> [RECORDS SHOWN]
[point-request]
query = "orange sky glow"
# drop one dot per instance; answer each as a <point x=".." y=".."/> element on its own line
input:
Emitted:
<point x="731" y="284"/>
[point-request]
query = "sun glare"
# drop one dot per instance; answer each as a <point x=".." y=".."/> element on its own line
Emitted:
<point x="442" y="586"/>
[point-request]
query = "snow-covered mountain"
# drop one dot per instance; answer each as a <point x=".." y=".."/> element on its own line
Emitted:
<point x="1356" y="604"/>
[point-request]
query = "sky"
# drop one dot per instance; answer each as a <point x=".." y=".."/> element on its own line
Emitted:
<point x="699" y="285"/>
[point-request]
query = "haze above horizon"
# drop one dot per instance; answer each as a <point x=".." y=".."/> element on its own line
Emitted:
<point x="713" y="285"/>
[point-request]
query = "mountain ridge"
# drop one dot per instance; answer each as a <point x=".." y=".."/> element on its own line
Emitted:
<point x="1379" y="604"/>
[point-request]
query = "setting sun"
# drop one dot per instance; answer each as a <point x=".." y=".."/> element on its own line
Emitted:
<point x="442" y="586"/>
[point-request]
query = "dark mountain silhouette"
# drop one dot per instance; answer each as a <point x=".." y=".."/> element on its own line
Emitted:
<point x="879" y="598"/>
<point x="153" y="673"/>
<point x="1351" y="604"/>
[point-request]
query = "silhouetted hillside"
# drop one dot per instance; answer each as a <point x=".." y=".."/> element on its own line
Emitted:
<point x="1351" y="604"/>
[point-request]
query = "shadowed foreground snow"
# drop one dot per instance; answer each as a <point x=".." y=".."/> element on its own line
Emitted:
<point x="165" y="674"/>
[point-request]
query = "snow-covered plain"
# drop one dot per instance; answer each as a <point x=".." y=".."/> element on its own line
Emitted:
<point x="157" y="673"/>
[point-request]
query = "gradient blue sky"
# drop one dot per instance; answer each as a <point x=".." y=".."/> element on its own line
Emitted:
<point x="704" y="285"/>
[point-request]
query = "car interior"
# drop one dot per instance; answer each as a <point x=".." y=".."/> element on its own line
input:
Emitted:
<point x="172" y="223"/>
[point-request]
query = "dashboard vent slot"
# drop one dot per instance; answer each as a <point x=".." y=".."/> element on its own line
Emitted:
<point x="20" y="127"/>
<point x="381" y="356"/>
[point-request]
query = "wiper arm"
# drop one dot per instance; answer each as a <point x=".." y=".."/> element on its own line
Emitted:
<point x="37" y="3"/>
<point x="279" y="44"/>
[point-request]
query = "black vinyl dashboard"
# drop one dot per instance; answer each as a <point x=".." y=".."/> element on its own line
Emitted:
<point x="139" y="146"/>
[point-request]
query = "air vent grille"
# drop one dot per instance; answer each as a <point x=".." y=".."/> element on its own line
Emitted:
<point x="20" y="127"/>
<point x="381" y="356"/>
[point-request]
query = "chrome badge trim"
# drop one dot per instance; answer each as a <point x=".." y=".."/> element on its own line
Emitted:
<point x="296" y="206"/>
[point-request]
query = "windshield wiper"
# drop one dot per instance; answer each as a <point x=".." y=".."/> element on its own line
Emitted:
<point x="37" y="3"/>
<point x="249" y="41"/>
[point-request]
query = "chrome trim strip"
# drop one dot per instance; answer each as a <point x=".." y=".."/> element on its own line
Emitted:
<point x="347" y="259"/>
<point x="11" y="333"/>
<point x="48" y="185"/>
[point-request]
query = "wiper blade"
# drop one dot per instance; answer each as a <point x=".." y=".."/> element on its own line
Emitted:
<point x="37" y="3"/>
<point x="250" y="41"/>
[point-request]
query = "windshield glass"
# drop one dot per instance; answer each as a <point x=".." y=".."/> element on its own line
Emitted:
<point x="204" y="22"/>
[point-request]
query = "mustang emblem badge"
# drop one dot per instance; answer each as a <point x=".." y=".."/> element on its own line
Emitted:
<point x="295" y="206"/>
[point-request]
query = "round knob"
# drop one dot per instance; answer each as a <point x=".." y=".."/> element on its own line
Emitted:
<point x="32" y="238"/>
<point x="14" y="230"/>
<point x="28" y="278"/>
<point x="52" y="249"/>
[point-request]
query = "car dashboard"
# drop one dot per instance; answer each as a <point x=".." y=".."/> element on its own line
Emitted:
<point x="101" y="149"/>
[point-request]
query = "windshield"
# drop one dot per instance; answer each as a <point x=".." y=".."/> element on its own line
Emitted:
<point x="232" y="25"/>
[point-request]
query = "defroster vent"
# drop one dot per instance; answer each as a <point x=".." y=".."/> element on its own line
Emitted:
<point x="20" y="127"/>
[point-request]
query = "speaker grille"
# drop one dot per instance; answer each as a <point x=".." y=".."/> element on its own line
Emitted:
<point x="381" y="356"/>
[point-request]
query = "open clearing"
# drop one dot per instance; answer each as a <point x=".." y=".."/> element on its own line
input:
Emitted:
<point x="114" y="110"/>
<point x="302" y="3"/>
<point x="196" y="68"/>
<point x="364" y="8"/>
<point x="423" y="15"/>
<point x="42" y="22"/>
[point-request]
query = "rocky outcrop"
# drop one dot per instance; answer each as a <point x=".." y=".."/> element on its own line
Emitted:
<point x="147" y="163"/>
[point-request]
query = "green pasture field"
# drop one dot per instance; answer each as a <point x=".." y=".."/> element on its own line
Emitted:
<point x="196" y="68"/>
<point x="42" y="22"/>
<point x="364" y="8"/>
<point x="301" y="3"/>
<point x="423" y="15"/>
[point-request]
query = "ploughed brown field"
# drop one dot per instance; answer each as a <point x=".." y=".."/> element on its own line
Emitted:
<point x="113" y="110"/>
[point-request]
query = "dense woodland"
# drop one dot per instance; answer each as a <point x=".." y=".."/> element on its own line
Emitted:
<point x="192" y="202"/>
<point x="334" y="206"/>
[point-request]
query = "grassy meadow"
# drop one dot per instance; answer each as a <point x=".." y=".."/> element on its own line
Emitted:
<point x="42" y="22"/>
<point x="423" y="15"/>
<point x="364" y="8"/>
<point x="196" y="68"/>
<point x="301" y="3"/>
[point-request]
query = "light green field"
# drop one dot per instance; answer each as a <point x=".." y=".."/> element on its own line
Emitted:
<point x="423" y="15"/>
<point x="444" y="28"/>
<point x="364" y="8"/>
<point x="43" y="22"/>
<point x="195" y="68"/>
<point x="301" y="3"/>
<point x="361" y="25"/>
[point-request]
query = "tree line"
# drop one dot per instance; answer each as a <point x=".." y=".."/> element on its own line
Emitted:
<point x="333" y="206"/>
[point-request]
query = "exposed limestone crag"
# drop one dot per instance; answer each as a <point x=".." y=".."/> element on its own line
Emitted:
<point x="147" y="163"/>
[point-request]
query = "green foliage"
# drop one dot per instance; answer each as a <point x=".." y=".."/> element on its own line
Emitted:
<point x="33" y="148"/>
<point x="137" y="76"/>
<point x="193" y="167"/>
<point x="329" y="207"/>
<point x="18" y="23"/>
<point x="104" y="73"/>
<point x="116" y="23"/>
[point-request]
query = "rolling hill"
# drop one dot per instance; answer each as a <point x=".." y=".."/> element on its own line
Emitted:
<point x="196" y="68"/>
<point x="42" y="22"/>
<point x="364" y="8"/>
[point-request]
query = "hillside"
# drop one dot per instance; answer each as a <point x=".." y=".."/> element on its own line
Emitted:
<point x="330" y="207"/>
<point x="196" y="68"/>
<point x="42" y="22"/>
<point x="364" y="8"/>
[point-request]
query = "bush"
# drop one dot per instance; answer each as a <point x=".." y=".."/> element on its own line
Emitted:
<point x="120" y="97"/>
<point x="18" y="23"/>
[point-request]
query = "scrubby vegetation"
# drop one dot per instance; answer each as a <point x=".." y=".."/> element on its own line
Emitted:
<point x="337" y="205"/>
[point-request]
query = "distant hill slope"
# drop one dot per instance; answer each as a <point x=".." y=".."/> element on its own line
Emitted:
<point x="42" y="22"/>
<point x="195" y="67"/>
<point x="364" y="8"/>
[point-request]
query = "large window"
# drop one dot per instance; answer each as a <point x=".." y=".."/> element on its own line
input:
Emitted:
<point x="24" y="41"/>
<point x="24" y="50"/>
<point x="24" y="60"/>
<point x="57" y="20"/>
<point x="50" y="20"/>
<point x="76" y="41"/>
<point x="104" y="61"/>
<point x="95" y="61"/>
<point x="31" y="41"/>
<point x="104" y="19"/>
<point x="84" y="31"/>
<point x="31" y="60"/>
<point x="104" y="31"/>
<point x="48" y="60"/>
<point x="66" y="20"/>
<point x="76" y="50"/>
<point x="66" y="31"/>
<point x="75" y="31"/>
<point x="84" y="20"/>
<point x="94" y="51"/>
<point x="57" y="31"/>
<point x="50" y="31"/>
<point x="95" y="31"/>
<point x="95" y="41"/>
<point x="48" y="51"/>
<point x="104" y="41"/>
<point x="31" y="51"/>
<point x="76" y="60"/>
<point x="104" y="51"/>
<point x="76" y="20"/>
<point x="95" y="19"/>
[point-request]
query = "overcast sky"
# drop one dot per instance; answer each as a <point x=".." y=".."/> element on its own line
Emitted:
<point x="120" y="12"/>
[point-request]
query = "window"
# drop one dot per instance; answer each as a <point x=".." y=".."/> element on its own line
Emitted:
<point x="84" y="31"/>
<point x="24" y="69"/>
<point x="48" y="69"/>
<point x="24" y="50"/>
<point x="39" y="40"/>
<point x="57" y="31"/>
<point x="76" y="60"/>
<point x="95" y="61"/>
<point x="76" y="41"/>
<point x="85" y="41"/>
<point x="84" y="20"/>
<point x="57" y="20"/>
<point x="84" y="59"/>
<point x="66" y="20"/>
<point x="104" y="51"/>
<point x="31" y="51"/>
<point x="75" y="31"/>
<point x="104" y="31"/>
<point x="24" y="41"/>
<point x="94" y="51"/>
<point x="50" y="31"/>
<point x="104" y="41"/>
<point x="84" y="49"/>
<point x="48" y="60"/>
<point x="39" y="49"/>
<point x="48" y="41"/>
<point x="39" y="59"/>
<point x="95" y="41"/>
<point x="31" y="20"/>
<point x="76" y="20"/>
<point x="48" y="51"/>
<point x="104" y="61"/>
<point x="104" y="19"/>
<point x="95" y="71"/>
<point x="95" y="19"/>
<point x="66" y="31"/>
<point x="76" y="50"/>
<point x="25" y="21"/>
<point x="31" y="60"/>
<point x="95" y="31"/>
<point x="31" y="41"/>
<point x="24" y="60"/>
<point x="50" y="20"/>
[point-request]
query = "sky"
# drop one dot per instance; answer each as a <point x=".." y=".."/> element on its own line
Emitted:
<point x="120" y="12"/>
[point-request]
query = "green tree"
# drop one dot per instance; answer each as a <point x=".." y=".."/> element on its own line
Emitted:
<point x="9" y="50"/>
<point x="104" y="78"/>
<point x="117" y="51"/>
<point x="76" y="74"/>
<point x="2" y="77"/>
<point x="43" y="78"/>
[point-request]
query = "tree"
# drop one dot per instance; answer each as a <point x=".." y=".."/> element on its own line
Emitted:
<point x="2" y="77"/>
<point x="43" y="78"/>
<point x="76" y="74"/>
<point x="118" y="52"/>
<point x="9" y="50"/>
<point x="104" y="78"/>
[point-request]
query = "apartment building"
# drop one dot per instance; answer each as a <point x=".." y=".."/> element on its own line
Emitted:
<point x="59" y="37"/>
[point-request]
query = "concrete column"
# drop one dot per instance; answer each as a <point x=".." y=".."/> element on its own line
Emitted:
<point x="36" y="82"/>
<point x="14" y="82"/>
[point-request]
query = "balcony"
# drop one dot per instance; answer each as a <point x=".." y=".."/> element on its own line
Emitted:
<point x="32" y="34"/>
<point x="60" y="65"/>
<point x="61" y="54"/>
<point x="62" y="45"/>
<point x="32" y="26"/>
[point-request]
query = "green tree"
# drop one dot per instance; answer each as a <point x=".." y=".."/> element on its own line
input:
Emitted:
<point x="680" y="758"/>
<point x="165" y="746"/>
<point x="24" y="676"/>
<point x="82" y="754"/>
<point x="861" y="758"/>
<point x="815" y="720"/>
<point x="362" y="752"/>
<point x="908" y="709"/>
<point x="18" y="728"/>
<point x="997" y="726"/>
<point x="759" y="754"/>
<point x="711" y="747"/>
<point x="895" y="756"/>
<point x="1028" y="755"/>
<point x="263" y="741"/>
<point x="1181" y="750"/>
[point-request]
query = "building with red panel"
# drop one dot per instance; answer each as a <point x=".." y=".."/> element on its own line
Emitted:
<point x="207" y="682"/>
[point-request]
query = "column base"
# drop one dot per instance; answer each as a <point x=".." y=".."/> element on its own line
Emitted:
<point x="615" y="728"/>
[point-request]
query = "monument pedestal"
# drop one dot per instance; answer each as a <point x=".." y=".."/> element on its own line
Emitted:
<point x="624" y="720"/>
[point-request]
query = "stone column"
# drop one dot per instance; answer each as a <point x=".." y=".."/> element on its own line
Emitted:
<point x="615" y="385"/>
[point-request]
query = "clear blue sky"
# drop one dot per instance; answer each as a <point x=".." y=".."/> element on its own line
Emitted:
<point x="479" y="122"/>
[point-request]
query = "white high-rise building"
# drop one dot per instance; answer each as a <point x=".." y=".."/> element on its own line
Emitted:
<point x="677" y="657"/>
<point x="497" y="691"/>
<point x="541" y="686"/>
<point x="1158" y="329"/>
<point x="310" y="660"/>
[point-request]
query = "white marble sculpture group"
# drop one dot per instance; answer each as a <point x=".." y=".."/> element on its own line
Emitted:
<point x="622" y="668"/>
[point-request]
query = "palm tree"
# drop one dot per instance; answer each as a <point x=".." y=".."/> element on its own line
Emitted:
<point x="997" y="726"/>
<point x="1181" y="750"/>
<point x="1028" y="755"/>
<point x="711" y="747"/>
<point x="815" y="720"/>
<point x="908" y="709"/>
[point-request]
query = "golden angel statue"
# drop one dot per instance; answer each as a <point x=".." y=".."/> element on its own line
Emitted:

> [TASK INSTRUCTIONS]
Read the entries above, then pull out the lines that include "mountain".

> [ANSWER]
query = "snow-covered mountain"
query = "mountain ridge"
query = "dark mountain silhouette"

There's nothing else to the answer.